» WRITTEN INSTRUCTION: Lay out every line of the listing below as a numbered list, leaving out any blank lines.

Data listing:
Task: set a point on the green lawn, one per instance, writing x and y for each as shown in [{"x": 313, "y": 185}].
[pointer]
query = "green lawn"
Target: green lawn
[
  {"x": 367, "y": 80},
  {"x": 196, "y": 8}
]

» FINISHED TASK:
1. Task: set a point on the green lawn, one per instance, writing x and y for each as shown in [{"x": 313, "y": 185}].
2. [pointer]
3. query = "green lawn"
4. Target: green lawn
5. [
6.   {"x": 367, "y": 80},
7.   {"x": 196, "y": 8}
8. ]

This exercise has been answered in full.